Exercise description: Reproduce every row below word for word, leaving out the pictures.

Records supplied:
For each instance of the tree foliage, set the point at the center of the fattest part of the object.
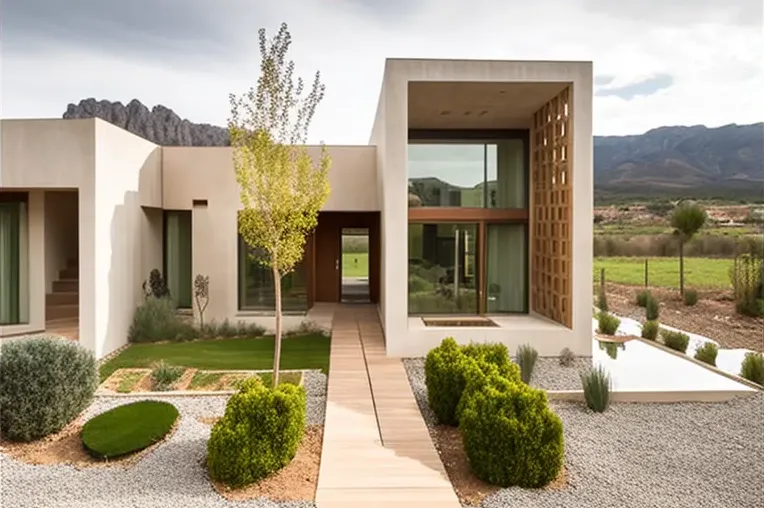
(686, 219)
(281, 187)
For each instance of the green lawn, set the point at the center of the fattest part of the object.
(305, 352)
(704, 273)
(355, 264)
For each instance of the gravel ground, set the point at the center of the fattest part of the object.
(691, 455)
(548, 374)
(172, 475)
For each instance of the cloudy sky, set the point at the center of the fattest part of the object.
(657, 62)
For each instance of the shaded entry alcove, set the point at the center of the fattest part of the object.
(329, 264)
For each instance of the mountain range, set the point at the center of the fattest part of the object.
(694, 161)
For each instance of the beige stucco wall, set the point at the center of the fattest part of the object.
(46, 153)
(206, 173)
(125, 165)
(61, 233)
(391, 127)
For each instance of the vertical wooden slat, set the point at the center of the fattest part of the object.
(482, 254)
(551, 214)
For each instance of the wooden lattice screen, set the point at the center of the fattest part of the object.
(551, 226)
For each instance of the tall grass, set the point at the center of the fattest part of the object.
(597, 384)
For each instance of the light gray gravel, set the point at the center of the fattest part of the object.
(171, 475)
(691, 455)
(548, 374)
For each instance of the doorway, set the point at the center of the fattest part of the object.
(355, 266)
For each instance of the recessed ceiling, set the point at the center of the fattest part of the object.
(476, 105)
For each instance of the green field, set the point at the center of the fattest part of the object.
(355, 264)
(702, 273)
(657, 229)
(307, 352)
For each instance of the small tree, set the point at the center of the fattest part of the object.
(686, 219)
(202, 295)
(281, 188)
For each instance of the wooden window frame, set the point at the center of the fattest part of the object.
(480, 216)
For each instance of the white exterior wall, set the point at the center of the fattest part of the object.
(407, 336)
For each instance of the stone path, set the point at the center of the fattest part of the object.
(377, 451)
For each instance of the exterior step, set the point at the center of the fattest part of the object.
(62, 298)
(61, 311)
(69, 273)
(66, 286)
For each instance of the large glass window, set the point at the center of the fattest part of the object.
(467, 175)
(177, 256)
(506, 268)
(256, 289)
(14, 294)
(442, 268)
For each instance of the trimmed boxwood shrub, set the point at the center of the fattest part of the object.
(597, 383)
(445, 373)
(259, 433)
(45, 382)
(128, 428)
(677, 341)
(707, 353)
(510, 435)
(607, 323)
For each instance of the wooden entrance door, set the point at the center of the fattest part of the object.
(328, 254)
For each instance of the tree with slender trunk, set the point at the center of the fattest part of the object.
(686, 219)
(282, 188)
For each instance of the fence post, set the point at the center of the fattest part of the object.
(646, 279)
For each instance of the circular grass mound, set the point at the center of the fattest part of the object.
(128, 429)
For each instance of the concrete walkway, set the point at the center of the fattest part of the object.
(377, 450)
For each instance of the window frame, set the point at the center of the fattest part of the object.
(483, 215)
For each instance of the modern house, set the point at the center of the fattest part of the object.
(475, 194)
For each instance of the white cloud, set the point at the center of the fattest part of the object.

Result of this task:
For each instance of the tree foliage, set the point at the center of the fattest part of the object.
(686, 219)
(281, 187)
For each instance of the green lawn, set the point at the center of the fattest part of the object.
(305, 352)
(704, 273)
(355, 264)
For each instance of the gravel ground, set the point at the center of the fattest part of the object.
(691, 455)
(548, 374)
(172, 475)
For each instance of the cloudy sky, set the point at the center of the fattest part of the object.
(657, 62)
For each instance of the shaded entry alcove, set the point at the center of the fattest part of the object.
(329, 264)
For each instance of the mountain range, set the point at the center of the fattest part of the object.
(694, 161)
For each instance of the beige stucco wall, set the point at the center of the fattest part of the object.
(46, 153)
(206, 173)
(125, 165)
(61, 233)
(391, 127)
For each instance of the vertical wooden slat, set the point at the center of the fattest part of the object.
(482, 254)
(551, 214)
For each instance of the wooden lattice screen, set the point at the center of the fattest part of the object.
(551, 226)
For each instance of the tall grass, set the point at the center of the fattest part of the object.
(597, 384)
For each instance of the light gray gravel, set the point at the center of the fattest part of the object.
(171, 475)
(691, 455)
(548, 374)
For each instance of the doorway, set the point at the center of the fattest part of the object.
(355, 266)
For each instance of the recessed ceiling, set the point at the center of the fattest part of the object.
(476, 105)
For each instance of the green field, set the point at the center of the fattest part of the object.
(355, 264)
(702, 273)
(657, 229)
(307, 352)
For each instance of the small tree, set the point at the center of the fattest part of the object.
(686, 219)
(202, 295)
(281, 188)
For each instance of the wooden window frame, set the point at the center of the fattest part of the object.
(480, 216)
For each instance of the white exterior wall, set the point at the center of the fattest part of the object.
(407, 336)
For each instance of the stone path, set the point at the center of the fattest part of the object.
(377, 451)
For each instance of the exterior step, set the point at the center of the fattest part of the object.
(62, 298)
(61, 311)
(69, 273)
(66, 286)
For each instance of the large glass window, set the point at the center of the fattest part of the object.
(467, 175)
(177, 256)
(506, 268)
(256, 289)
(14, 294)
(442, 268)
For each instance of the trimmed boxwood shrub, set the point at the center of the fattest part of the object.
(597, 383)
(445, 373)
(259, 433)
(45, 382)
(128, 428)
(677, 341)
(707, 353)
(510, 435)
(607, 323)
For each instance of the wooden entrance door, set the point at the center of the fattest part of the object.
(328, 254)
For each instance of the tree with slender trunk, set the point at the center of the fattest part of the object.
(686, 219)
(282, 188)
For each instance of the fence post, set the point at the center of the fattest part of the object.
(646, 279)
For each instance of the circular grass mound, set the point at the center of the fattest part of the object.
(128, 429)
For each instance of the concrete walkway, set the point at the center of the fattest part of the object.
(377, 450)
For each instance of the window frame, set the point at the center of the fattest part of the object.
(483, 215)
For each instance of the modern house, set the point at the center of the fattest part of the object.
(475, 194)
For each instance of the white cloud, set the point at the center of the fattest part of the object.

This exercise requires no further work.